Please turn the lines of the items, from the line with "Target: blue machinery part" through the last line of the items, into a numbered list with no blank lines.

(Dataset items about object locations)
<<<<

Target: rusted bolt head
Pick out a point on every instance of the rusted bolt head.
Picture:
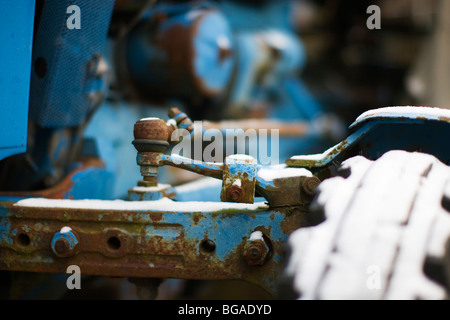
(256, 251)
(310, 184)
(64, 243)
(234, 193)
(151, 129)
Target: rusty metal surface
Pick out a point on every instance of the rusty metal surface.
(146, 243)
(239, 179)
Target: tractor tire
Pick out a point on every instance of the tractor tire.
(384, 235)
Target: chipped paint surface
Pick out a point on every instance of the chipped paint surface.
(160, 238)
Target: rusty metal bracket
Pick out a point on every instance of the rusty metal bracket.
(146, 239)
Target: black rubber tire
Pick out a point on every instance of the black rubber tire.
(385, 234)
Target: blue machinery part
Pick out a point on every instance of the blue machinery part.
(15, 68)
(62, 56)
(194, 240)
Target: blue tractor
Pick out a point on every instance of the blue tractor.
(99, 98)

>>>>

> _Task response_:
1. Target: blue machinery part
2. Pick out a point on every instance of the blue machinery part.
3. (15, 68)
4. (62, 56)
5. (194, 240)
6. Target: blue tractor
7. Pick out a point on every instance of the blue tractor.
8. (99, 98)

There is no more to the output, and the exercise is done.